───── Text provided ─────

Stuck in God’s house
BLACK RIVER, St Elizabeth — It seems the St Elizabeth Municipal Corporation will be holding its regular meetings in a church rather than its home base for much longer than was previously anticipated.
In April, the council moved its monthly and other large-group meetings to the airy, expansive Black River Independence Baptist Church at New Town, just outside the centre of St Elizabeth’s capital, Black River. That move came as a result of a perceived need to increase physical distance between individuals as part of COVID-19 measures.
The thinking then was that all would be done for councillors, municipal staff, and others to return to their regular meeting room by this month.
But last Thursday the May monthly meeting of the St Elizabeth municipality was again held at the church in New Town.
“I would imagine that we will be here until general (COVID-19-related) restrictions have eased,” chairman of the corporation and mayor of Black River Derrick Sangster told the Jamaica Observer.
Sangster explained that thoughts of using partitions between individuals to minimise the risk of virus spread at the municipal corporation’s air-conditioned meeting room evaporated after an estimate of costs by assessors.

───── Recorded data ─────

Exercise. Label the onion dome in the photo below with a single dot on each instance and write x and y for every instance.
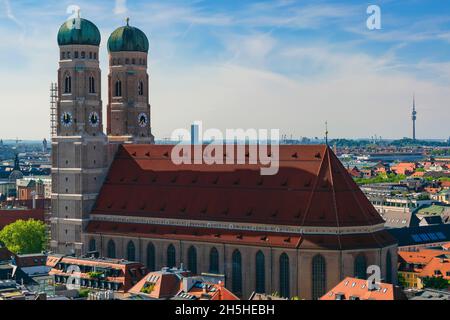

─────

Work order 1:
In the article about the St Elizabeth council meetings, why did the council move its meetings to the church in April?
Work order 2:
Continue the article about the St Elizabeth council meetings, starting after its last sentence.
The listing was taken from a different source than the text.

Exercise result 1:
It moved them to increase physical distance between individuals as part of COVID-19 measures.

Exercise result 2:
“The cost of doing partitions [is too high],” said Sangster.
The Black River mayor was “hopeful” that the apparent trending down of the number of COVID-19 cases in recent times, from alarming levels a few weeks ago, will make it possible for a return to home-based meetings in the not too distant future.
While happy for the spacious, airy conditions inside Independence Baptist Church, sound reverberation and “security” have been listed as concerns by some people, including councillors and journalists.
During last Thursday’s meeting, Sangster briefly noted that the “acoustics are poor”.
The meeting room and related facilities at the St Elizabeth Municipal Corporation were completed in 2015 — after several years of stops and starts — at a cost of close to $30 million. It replaced a more than 100-year-old wooden structure, which is a National Heritage site.